● Data shown:
........
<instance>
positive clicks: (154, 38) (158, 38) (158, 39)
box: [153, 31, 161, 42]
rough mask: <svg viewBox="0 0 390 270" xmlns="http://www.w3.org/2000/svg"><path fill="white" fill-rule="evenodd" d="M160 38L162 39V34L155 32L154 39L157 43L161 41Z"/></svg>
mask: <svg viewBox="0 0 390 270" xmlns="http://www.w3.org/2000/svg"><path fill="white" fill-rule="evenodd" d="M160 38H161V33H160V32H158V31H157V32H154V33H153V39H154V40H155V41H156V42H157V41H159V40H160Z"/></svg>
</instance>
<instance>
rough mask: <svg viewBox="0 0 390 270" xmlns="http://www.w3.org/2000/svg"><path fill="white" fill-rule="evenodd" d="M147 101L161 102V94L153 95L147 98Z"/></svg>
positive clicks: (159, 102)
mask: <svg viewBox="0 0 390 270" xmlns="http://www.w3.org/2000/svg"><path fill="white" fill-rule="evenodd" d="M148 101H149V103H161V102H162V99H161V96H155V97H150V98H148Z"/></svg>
........
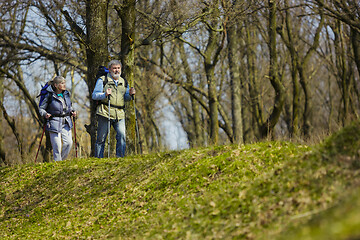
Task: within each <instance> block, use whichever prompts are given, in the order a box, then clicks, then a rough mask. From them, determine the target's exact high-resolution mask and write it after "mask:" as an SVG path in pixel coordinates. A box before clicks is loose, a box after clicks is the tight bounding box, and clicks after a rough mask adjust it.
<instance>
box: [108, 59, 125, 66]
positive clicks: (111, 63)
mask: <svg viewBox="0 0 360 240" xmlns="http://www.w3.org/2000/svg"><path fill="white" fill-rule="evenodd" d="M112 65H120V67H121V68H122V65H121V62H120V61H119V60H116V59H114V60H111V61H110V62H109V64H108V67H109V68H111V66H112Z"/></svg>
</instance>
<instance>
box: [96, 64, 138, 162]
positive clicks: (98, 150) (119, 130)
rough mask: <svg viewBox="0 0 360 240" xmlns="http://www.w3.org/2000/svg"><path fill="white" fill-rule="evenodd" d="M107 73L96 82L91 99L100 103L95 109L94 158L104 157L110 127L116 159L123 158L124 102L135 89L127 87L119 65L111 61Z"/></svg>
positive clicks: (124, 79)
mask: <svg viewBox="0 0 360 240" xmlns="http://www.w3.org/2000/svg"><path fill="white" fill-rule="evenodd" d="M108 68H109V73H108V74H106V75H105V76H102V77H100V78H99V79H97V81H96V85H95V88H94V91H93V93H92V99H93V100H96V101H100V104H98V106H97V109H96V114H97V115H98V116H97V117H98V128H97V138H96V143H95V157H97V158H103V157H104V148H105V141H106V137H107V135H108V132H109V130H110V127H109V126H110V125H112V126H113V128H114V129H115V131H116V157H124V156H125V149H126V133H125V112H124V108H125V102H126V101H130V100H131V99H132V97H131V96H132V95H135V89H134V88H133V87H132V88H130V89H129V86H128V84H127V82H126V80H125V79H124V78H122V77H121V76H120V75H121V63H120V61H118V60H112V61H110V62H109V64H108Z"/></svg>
........
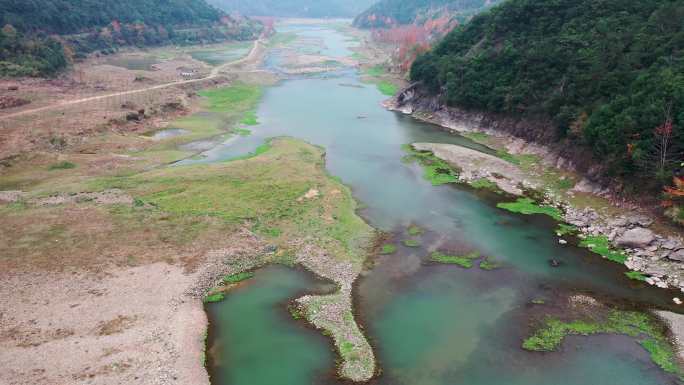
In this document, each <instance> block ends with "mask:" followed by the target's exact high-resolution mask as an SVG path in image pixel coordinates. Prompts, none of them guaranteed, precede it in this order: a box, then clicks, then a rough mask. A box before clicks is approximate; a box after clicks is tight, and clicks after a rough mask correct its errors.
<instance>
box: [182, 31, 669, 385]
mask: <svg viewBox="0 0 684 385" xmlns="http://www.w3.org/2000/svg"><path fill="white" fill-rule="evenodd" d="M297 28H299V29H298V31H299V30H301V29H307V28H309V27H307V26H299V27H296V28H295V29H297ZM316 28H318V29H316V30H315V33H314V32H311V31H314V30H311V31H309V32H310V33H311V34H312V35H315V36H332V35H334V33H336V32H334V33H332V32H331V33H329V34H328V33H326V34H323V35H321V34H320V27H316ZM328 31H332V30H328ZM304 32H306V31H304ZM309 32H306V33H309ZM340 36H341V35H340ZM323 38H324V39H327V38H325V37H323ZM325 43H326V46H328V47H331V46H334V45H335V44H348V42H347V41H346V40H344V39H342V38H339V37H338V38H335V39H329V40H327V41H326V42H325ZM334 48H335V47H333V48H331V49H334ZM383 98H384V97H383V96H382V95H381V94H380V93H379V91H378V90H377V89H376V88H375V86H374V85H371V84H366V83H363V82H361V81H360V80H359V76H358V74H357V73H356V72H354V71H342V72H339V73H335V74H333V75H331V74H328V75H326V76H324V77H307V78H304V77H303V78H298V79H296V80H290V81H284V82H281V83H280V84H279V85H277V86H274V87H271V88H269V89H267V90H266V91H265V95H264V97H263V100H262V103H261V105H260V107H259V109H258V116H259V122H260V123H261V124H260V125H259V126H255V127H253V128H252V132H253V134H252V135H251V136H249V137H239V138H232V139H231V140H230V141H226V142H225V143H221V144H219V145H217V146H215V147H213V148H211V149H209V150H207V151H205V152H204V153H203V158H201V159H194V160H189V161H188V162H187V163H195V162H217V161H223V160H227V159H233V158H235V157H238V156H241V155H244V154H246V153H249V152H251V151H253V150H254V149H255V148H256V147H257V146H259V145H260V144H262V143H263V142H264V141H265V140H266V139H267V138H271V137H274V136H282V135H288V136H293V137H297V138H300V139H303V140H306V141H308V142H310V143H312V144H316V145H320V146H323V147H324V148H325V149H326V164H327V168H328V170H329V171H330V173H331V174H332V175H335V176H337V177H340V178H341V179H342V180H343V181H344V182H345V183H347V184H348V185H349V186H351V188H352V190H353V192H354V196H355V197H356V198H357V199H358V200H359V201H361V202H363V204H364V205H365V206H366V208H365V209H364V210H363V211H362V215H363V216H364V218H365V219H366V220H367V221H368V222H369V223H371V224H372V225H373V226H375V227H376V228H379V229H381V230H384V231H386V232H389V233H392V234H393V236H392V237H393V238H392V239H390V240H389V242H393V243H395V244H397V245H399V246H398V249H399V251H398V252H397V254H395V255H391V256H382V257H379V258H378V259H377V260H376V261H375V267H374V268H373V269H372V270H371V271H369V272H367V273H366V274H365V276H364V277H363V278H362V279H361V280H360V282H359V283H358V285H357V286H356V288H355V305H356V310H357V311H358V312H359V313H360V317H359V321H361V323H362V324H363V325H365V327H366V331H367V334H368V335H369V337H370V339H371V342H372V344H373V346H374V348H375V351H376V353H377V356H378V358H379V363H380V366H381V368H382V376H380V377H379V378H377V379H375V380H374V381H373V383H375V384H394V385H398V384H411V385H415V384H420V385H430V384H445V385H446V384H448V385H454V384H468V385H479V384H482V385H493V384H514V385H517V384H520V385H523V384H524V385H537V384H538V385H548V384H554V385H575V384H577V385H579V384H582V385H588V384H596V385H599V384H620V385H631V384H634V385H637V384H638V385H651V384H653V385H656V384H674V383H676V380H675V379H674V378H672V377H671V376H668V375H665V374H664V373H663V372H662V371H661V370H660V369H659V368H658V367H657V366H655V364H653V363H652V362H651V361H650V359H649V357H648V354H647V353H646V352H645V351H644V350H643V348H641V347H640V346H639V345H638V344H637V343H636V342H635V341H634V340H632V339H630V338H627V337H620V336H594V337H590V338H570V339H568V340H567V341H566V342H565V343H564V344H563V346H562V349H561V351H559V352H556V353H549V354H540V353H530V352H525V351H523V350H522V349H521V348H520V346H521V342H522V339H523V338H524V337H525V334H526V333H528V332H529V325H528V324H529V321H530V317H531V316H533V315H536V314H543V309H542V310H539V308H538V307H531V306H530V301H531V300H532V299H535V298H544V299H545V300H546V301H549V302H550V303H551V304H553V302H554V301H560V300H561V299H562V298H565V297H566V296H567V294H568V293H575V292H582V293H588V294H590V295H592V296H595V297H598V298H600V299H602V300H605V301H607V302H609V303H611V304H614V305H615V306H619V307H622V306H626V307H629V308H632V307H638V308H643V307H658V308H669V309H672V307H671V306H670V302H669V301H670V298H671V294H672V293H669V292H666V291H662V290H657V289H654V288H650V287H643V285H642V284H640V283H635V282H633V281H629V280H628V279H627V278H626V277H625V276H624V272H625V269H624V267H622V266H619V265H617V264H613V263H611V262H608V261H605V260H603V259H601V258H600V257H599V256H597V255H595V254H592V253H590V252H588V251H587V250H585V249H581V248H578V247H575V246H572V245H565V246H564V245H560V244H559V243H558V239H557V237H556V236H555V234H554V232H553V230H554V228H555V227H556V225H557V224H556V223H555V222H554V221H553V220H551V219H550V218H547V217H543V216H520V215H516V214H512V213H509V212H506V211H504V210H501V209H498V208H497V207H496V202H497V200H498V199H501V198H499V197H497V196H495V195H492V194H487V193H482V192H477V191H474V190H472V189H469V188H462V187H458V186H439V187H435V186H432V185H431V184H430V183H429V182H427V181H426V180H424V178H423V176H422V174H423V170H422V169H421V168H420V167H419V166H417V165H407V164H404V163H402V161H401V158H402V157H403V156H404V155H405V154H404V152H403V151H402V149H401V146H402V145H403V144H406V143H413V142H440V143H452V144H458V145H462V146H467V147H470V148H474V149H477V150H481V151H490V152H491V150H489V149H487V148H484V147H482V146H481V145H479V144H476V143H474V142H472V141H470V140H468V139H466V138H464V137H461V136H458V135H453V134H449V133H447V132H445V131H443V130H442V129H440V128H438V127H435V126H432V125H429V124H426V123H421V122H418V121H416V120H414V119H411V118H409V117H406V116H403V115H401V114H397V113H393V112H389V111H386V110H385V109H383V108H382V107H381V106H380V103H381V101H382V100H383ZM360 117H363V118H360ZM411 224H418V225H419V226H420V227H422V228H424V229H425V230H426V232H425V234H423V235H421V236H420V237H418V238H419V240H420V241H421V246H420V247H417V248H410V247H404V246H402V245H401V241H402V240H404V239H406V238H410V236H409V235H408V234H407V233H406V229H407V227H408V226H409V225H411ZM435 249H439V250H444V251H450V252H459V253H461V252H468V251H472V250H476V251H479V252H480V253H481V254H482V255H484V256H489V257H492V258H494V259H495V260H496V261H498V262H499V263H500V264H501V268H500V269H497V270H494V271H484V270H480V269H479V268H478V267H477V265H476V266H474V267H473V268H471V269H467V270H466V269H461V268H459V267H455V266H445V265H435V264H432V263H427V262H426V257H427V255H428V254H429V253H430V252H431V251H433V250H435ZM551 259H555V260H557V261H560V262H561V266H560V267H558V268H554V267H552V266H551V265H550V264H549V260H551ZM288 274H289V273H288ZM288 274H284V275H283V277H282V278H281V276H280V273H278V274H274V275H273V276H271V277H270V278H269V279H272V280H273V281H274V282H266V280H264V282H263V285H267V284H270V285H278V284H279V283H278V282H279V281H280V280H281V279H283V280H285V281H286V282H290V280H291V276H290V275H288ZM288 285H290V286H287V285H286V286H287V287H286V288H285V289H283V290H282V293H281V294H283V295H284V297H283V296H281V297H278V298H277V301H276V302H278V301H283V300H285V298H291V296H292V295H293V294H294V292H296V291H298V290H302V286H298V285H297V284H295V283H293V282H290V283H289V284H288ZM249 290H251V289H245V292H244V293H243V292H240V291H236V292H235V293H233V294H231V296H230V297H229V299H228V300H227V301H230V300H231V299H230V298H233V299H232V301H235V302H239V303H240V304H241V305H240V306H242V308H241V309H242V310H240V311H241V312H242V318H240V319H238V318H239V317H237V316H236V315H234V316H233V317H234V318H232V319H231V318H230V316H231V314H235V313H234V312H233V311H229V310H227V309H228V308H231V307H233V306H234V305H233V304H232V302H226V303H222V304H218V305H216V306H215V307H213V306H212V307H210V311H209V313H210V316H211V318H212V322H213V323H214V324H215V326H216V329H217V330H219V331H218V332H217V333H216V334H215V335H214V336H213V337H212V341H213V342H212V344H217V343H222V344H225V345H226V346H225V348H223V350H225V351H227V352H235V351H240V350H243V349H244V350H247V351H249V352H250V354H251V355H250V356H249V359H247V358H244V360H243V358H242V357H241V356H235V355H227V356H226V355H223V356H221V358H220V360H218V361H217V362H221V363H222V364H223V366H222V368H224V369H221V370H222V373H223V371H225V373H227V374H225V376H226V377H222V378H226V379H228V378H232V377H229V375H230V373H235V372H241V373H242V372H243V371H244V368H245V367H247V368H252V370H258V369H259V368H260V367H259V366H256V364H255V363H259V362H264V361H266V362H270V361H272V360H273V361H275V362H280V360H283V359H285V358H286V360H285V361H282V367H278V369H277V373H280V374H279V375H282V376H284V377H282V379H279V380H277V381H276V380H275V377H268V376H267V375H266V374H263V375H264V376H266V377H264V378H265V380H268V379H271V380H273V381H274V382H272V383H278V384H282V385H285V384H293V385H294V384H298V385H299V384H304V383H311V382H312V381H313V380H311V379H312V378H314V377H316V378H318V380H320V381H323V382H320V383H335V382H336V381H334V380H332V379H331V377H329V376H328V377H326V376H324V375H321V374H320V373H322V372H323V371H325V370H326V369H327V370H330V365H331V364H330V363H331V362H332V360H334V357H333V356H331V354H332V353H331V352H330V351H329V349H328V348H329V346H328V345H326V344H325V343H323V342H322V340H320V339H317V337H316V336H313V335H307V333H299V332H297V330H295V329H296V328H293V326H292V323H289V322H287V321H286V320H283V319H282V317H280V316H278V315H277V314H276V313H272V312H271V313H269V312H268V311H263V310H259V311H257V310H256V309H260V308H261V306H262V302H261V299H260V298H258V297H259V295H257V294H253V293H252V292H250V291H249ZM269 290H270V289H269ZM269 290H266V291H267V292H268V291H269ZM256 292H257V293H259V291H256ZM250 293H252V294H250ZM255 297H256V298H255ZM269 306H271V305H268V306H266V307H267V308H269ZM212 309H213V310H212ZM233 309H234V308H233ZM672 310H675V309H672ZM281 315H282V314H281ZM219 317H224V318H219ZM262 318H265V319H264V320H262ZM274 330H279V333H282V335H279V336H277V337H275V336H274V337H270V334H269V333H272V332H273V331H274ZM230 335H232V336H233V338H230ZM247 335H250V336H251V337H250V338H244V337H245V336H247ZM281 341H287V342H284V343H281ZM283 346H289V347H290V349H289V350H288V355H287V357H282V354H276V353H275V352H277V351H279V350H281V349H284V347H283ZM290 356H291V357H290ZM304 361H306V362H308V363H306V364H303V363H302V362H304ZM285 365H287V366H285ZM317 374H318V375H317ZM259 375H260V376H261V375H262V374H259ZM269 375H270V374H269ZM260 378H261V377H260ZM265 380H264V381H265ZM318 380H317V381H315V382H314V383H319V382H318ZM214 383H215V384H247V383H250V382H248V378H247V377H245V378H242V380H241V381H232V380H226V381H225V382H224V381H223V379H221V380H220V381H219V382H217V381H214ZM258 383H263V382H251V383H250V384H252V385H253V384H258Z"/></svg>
........
● Task description: With the line holding "positive clicks: (98, 150) (119, 130)" as the first and the line holding "73L96 82L91 99L100" as the last, please transcribe exactly the lines of the material above in that range and nothing else.

● Your response:
positive clicks: (98, 150) (119, 130)
rough mask: <svg viewBox="0 0 360 240" xmlns="http://www.w3.org/2000/svg"><path fill="white" fill-rule="evenodd" d="M107 73L96 82L91 99L100 103L95 109L94 158L104 157L110 127L116 159L123 158L124 102L135 89L127 87L119 65L111 61Z"/></svg>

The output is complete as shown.